## Exercise:
The data below should be restated word for word, with every picture omitted.

## Data supplied:
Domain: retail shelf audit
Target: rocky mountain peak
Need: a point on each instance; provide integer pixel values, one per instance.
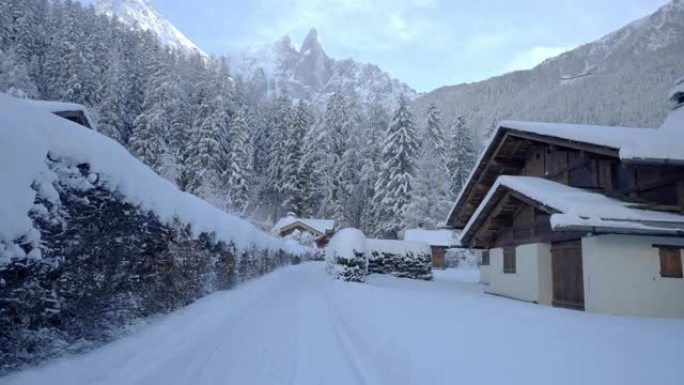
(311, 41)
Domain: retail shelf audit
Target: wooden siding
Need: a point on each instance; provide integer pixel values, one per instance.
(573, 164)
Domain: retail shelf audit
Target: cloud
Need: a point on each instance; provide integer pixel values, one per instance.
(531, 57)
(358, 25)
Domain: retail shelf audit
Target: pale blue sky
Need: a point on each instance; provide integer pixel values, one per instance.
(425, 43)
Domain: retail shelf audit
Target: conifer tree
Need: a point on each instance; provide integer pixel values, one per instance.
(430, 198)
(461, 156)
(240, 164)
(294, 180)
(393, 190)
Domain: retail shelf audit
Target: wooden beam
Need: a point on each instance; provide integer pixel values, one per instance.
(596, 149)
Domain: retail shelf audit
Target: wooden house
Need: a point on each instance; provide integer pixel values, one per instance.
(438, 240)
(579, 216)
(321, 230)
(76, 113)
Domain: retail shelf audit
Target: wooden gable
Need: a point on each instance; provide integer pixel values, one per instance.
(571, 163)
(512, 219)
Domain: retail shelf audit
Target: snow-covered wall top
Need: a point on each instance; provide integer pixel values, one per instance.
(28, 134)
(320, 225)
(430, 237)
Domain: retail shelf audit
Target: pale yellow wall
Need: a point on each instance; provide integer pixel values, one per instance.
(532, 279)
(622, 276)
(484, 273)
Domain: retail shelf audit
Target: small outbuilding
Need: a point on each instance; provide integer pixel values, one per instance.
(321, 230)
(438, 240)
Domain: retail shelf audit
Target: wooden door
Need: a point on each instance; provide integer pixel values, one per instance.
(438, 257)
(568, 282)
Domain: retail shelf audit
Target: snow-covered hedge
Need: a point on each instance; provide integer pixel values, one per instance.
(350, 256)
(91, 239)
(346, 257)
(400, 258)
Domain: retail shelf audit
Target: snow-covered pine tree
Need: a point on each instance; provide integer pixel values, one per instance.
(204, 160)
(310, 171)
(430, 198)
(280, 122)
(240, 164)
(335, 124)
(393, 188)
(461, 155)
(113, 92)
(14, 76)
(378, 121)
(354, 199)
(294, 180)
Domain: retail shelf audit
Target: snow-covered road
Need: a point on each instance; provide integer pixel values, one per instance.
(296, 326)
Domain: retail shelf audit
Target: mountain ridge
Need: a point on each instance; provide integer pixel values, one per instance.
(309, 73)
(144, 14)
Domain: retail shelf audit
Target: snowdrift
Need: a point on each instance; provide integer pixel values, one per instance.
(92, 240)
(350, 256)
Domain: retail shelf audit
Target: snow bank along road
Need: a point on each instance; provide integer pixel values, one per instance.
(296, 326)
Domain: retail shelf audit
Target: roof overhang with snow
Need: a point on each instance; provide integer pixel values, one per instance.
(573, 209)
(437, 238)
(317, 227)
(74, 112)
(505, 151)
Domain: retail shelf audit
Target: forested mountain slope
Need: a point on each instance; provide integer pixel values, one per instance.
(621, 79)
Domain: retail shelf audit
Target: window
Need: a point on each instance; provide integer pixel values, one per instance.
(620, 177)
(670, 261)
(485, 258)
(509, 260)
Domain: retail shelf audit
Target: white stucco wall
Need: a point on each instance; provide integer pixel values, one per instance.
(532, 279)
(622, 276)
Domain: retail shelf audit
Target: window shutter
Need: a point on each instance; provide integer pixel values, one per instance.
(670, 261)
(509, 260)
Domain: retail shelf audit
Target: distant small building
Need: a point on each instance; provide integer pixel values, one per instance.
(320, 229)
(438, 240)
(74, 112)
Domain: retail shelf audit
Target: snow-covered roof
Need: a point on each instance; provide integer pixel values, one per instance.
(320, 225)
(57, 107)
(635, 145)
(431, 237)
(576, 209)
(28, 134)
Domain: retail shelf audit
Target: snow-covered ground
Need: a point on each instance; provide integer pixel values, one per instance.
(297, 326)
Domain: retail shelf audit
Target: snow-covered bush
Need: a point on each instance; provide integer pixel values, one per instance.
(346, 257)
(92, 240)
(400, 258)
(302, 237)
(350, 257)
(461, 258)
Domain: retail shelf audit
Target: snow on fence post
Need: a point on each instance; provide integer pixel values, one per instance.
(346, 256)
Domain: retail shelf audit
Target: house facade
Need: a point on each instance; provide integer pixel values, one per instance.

## Task solution:
Domain: retail shelf audit
Target: rocky mountain peak
Need: a point on each instance; provide integer pixel values, one per instance.
(311, 41)
Domain: retail shelf audit
Target: wooden siding
Need: a point on each instance; provide integer pixel values, one per instance.
(573, 164)
Domain: retail shelf audit
Target: cloud
Need: a point on each instance; provide integer pixel values, one per instance.
(531, 57)
(358, 25)
Domain: retail shelf audit
Target: pale blue sky
Need: a point on each instance; provide integer pixel values, one per instance.
(425, 43)
Domain: retail shelf audit
Target: conifer tree
Need: a point on each instance; provide integer pixel values, one per instance.
(430, 198)
(461, 156)
(240, 164)
(294, 180)
(393, 190)
Domain: retail shelf audit
Target: wooden beam
Need: a point on each instance; provide integer pixel values, one per instance.
(596, 149)
Domain: retail shelf audit
Target: wooden house
Need: a point on each instance; provide integer pixel values, one per instance.
(438, 240)
(579, 216)
(321, 230)
(76, 113)
Domain: retail shelf audit
Target: wooden gable
Need: a point on each instance; provide integer pixel values, one per instance.
(571, 163)
(512, 219)
Domain: retail shelf audit
Target: snow-covered wall top
Need: a point on each instance; provide integer pixel values, one per instance.
(28, 134)
(320, 225)
(430, 237)
Domain: retail shelf audit
Target: pale yellow wall
Need: a point on each instance; provide integer pixel values, one per instance.
(532, 279)
(622, 276)
(484, 273)
Domain: retail shelf audit
Target: small outbuilding
Need: a point on each instance; provide integer pixel values, one per instance.
(321, 230)
(438, 240)
Domain: retail shelf audit
Target: wooden door
Need: a point on each instance; provide integer pixel values, one per instance.
(438, 257)
(568, 282)
Domain: retail shelf audit
Target: snow-covered hedge
Need: a point on each instance; provide integer pixel values, one per instance.
(350, 256)
(91, 239)
(346, 257)
(400, 258)
Domain: retail shelf audit
Target: snow-covered pine tree
Need: a point on each instance; provide integer pixel values, one per instance.
(204, 160)
(310, 171)
(430, 198)
(280, 122)
(240, 164)
(335, 124)
(393, 188)
(461, 155)
(113, 92)
(14, 76)
(378, 121)
(354, 199)
(294, 180)
Domain: retail shelf audit
Target: snow-covered road
Need: a point on each instance; provide integer pixel values, one per instance.
(296, 326)
Domain: retail shelf audit
Target: mountain ridge
Need: a point on each instance; provide integer pixel values, one per instance.
(309, 73)
(144, 14)
Domain: retail shelf audit
Target: snowdrift
Need: a point on each instance; provide integer pixel values, one per instance.
(92, 240)
(350, 256)
Domain: retail shelf audit
Target: snow bank along road
Need: a point on each instance; provide integer pixel values, one per instance.
(296, 326)
Domain: retail shelf audit
Target: roof overhang with snow
Need: a point on each instance; provide integer pixel values, one per instance.
(573, 209)
(437, 238)
(317, 227)
(74, 112)
(505, 151)
Domain: retail shelf audit
Target: forested mountain slope
Need: a point on each instance; provide integer pixel values, one per instance.
(621, 79)
Domain: retail shelf audit
Target: window
Need: a point on each instance; provide integer pixel values, one per instance.
(620, 177)
(670, 261)
(485, 258)
(509, 260)
Domain: retail shelf audit
Target: white stucco wall
Need: a point on each instance; provide integer pixel values, one per instance.
(532, 279)
(622, 276)
Domain: retail shelf audit
Target: window shutter
Need: a point on each instance; provide integer pixel values, one per instance.
(670, 261)
(509, 260)
Domain: retail shelf audit
Target: distant small building
Need: a point on each instance; provide integer pixel values, one per instance.
(320, 229)
(438, 240)
(74, 112)
Domain: retail shelf audit
Target: snow-covered roof
Need: a point on each instance; provide integer pixel values, one per instance.
(320, 225)
(57, 107)
(635, 145)
(431, 237)
(576, 209)
(28, 134)
Domain: retail shelf audit
Target: snow-covered ground
Need: a point on each instance; provide integer pixel values, one per instance.
(297, 326)
Domain: retail shelf audit
Target: snow-covered bush
Need: a point on each instance; provide integer pixel values, one per instance.
(346, 257)
(92, 240)
(400, 258)
(302, 237)
(350, 257)
(461, 258)
Domain: retail shelf audit
Target: snow on fence post
Need: a point on each instance; provide integer pixel values, one per instance.
(346, 256)
Domain: retail shelf audit
Target: house facade
Need: a point on each instance; provide integer pixel values, one per instance.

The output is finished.